+++ Teks yang diambil
Recovering Services, Cluster State, and Dependencies
Disaster Recovery and Business Continuity
Disaster recovery dan business continuity untuk Kubernetes backend services: RPO, RTO, backup, restore, multi-AZ, multi-region awareness, cluster rebuild, GitOps recovery, secret recovery, dependency recovery, dan DR runbook.
Part 091 — Disaster Recovery and Business Continuity
1. Tujuan Part Ini
Part ini membahas Disaster Recovery (DR) dan Business Continuity (BCP) untuk backend services yang berjalan di Kubernetes.
Fokusnya bukan menjadikan backend engineer sebagai owner seluruh strategi DR enterprise. Fokusnya adalah membuat backend engineer mampu:
- memahami apa yang harus dipulihkan ketika workload, namespace, cluster, region, dependency, atau pipeline gagal
- membedakan recovery aplikasi, recovery Kubernetes object, recovery data, recovery secret, dan recovery dependency
- membaca RPO/RTO sebagai constraint engineering, bukan dokumen compliance semata
- memastikan service Java/JAX-RS, consumer, worker, batch, dan scheduler punya recovery path yang jelas
- memahami peran GitOps sebagai source of truth untuk rebuild cluster/workload
- mengetahui kapan rollback cukup, kapan restore diperlukan, dan kapan harus failover
- menyiapkan evidence dan checklist yang bisa dipakai saat incident besar
Dalam sistem CPQ, quote management, order management, billing integration, dan telco BSS/OSS, DR bukan hanya soal "cluster hidup kembali". DR berarti business capability kritikal seperti quote creation, order submission, order orchestration, billing handoff, workflow completion, dan message processing bisa dipulihkan dalam batas waktu dan data loss yang disepakati.
2. DR vs BCP Mental Model
Disaster Recovery berfokus pada pemulihan sistem setelah failure besar.
Business Continuity berfokus pada bagaimana business process tetap berjalan atau punya jalur alternatif saat sistem terganggu.
Kubernetes DR harus dilihat sebagai beberapa lapisan:
| Layer | Contoh aset | Recovery concern |
|---|---|---|
| Workload state | Deployment, Service, Ingress, HPA, PDB | Bisa di-recreate dari GitOps? |
| Runtime state | Pod, ReplicaSet, EndpointSlice, Events | Tidak perlu dibackup; hasil reconciliation |
| Configuration state | ConfigMap, values, overlays | Source of truth jelas? |
| Secret state | Kubernetes Secret, external secret reference | Bisa dipulihkan tanpa leakage? |
| Data state | PostgreSQL, Kafka, RabbitMQ, Redis persistence | Backup, restore, replication, consistency |
| Identity state | ServiceAccount, IAM role, federated credential | Bisa di-recreate dan tetap least privilege? |
| Network state | Ingress, LB, DNS, private endpoint | DNS/failover propagation dan validation |
| Observability state | dashboards, alerts, runbooks | Bisa melihat recovery progress? |
| Pipeline state | CI/CD, GitOps controller, registry | Bisa deploy saat pipeline degraded? |
Prinsip utama: jangan menganggap backup cluster sama dengan backup business capability.
++++++
_Perintah 1_
Tuliskan ulang bagian teks tentang disaster recovery Kubernetes di atas, semuanya dari "Recovering Services, Cluster" sampai "dan DR runbook.", tanpa mengubah satu kata pun.
+++ Data yang diberikan
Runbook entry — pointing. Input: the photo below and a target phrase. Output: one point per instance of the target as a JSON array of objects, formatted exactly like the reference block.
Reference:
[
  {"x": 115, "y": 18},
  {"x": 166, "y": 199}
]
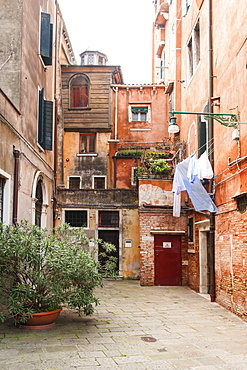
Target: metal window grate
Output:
[
  {"x": 99, "y": 183},
  {"x": 76, "y": 218},
  {"x": 108, "y": 218},
  {"x": 242, "y": 203},
  {"x": 74, "y": 182}
]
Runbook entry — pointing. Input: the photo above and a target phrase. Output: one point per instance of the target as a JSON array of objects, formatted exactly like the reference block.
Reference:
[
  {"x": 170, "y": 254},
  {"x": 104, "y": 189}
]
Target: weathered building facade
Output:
[
  {"x": 105, "y": 131},
  {"x": 202, "y": 57},
  {"x": 33, "y": 43}
]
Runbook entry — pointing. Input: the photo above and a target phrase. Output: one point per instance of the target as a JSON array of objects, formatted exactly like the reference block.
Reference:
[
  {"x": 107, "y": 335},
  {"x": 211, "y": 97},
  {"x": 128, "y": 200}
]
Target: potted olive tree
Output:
[{"x": 40, "y": 271}]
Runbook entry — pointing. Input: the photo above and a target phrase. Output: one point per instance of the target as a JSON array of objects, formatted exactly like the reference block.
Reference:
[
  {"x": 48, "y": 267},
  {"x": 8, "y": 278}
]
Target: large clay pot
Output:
[{"x": 42, "y": 320}]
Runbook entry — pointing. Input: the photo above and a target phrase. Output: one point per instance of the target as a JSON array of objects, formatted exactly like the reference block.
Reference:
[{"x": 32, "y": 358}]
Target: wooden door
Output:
[
  {"x": 112, "y": 237},
  {"x": 167, "y": 259}
]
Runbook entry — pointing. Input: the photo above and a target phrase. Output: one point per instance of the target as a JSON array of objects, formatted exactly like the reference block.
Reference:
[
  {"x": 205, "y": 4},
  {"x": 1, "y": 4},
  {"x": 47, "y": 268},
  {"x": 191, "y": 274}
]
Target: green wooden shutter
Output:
[
  {"x": 46, "y": 33},
  {"x": 45, "y": 122}
]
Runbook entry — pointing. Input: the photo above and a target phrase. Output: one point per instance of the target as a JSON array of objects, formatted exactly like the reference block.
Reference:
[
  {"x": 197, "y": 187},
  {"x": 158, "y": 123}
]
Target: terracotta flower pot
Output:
[{"x": 42, "y": 320}]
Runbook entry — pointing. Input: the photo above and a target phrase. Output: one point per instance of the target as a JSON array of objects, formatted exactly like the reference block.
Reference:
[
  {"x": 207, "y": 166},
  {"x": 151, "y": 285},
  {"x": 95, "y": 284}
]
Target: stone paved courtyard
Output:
[{"x": 134, "y": 327}]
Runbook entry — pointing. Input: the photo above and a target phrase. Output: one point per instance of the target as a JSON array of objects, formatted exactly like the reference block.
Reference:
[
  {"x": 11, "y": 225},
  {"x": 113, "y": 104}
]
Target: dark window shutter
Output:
[
  {"x": 46, "y": 39},
  {"x": 48, "y": 125}
]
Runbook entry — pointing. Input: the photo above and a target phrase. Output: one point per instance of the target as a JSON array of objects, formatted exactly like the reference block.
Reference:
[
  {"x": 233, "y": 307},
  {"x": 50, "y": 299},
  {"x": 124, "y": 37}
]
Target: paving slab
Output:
[{"x": 133, "y": 328}]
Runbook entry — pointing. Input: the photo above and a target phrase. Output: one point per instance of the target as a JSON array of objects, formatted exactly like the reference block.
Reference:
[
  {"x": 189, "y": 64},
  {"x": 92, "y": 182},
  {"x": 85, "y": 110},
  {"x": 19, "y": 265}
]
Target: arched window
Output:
[
  {"x": 79, "y": 92},
  {"x": 39, "y": 203}
]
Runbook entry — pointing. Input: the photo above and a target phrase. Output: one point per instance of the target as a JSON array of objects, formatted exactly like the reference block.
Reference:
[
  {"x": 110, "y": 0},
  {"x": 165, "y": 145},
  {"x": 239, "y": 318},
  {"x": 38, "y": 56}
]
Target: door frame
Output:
[
  {"x": 169, "y": 233},
  {"x": 119, "y": 229},
  {"x": 204, "y": 228}
]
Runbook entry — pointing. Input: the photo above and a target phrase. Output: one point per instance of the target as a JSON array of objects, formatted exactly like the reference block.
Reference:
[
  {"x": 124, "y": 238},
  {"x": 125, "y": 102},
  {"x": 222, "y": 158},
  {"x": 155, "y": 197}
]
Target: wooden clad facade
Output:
[{"x": 97, "y": 115}]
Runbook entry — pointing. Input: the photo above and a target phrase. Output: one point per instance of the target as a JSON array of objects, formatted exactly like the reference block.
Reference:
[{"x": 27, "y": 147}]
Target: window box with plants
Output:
[{"x": 42, "y": 271}]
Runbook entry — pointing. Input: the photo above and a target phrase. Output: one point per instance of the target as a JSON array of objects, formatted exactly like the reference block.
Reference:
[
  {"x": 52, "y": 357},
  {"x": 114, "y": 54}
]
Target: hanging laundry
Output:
[
  {"x": 197, "y": 193},
  {"x": 203, "y": 167}
]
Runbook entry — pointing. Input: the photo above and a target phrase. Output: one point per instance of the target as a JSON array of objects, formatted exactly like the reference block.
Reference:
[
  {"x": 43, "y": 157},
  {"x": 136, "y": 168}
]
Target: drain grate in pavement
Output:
[{"x": 148, "y": 339}]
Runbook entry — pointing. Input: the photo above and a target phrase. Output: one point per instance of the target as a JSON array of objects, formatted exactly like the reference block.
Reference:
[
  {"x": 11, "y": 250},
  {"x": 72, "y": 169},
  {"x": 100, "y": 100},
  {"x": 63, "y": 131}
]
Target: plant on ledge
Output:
[
  {"x": 40, "y": 271},
  {"x": 159, "y": 166}
]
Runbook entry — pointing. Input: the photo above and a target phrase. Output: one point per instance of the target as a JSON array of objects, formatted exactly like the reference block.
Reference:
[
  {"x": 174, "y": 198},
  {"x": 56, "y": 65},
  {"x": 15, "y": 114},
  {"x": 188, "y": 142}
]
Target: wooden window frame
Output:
[
  {"x": 87, "y": 143},
  {"x": 140, "y": 106},
  {"x": 95, "y": 178},
  {"x": 102, "y": 219},
  {"x": 193, "y": 50},
  {"x": 79, "y": 88},
  {"x": 73, "y": 178},
  {"x": 82, "y": 211}
]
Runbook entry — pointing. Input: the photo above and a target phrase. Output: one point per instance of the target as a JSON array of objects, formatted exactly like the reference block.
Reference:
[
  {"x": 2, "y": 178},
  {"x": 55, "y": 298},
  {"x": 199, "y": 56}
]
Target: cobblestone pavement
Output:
[{"x": 133, "y": 328}]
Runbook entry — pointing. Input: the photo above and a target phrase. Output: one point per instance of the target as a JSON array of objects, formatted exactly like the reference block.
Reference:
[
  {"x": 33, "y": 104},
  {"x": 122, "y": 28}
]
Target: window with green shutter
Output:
[
  {"x": 46, "y": 34},
  {"x": 139, "y": 113},
  {"x": 45, "y": 122}
]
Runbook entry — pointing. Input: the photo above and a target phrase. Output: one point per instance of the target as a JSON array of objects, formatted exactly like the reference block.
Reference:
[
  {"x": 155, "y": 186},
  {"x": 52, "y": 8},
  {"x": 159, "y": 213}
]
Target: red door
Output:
[{"x": 167, "y": 259}]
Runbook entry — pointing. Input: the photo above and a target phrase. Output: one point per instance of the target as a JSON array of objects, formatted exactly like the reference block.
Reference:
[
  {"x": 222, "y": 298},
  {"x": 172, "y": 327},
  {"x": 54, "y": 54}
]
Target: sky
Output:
[{"x": 120, "y": 29}]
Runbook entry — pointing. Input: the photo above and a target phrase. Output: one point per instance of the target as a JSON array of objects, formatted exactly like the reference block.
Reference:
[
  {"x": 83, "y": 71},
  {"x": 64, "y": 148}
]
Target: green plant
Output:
[
  {"x": 40, "y": 271},
  {"x": 158, "y": 166},
  {"x": 131, "y": 152}
]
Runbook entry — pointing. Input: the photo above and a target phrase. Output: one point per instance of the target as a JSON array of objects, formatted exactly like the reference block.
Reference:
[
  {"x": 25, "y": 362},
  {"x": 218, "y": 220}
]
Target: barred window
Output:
[
  {"x": 74, "y": 183},
  {"x": 242, "y": 203},
  {"x": 76, "y": 218},
  {"x": 99, "y": 183},
  {"x": 108, "y": 219}
]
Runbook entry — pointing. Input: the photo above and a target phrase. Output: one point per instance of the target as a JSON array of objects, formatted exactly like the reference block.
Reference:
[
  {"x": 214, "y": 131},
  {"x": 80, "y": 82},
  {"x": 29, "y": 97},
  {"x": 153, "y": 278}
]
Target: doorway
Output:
[
  {"x": 167, "y": 260},
  {"x": 112, "y": 237}
]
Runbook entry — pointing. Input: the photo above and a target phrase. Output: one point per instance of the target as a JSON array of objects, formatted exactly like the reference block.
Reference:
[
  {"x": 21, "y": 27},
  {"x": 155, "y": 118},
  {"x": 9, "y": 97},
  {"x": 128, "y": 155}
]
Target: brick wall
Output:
[{"x": 231, "y": 258}]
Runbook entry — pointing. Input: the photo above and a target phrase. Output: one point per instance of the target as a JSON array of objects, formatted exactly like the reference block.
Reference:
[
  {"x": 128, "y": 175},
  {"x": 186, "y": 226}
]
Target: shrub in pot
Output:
[{"x": 40, "y": 270}]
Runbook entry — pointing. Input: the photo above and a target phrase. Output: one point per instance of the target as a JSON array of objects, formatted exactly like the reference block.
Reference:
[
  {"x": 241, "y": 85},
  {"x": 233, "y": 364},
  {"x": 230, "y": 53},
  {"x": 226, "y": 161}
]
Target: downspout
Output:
[
  {"x": 116, "y": 113},
  {"x": 16, "y": 183},
  {"x": 115, "y": 171},
  {"x": 55, "y": 122},
  {"x": 211, "y": 247}
]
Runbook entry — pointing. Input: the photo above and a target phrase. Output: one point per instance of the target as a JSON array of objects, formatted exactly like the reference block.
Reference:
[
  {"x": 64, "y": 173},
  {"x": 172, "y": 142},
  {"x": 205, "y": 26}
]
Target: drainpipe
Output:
[
  {"x": 115, "y": 171},
  {"x": 211, "y": 247},
  {"x": 116, "y": 109},
  {"x": 16, "y": 183},
  {"x": 54, "y": 196}
]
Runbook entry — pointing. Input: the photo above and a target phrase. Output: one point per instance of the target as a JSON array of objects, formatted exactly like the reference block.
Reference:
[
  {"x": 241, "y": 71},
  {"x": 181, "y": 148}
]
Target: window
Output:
[
  {"x": 139, "y": 113},
  {"x": 76, "y": 218},
  {"x": 90, "y": 58},
  {"x": 87, "y": 143},
  {"x": 74, "y": 183},
  {"x": 191, "y": 229},
  {"x": 185, "y": 7},
  {"x": 38, "y": 203},
  {"x": 108, "y": 219},
  {"x": 99, "y": 182},
  {"x": 134, "y": 172},
  {"x": 193, "y": 49},
  {"x": 46, "y": 34},
  {"x": 2, "y": 184},
  {"x": 45, "y": 122},
  {"x": 101, "y": 60},
  {"x": 242, "y": 203},
  {"x": 79, "y": 92}
]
++++++
_Perintah 2_
Sebutkan jumlah baris data di atas yang memuat kata "facade", dengan huruf besar dan kecil dibedakan. Tulis angkanya saja.

_Jawaban tertulis 1_
Recovering Services, Cluster State, and Dependencies
Disaster Recovery and Business Continuity
Disaster recovery dan business continuity untuk Kubernetes backend services: RPO, RTO, backup, restore, multi-AZ, multi-region awareness, cluster rebuild, GitOps recovery, secret recovery, dependency recovery, dan DR runbook.

_Jawaban tertulis 2_
2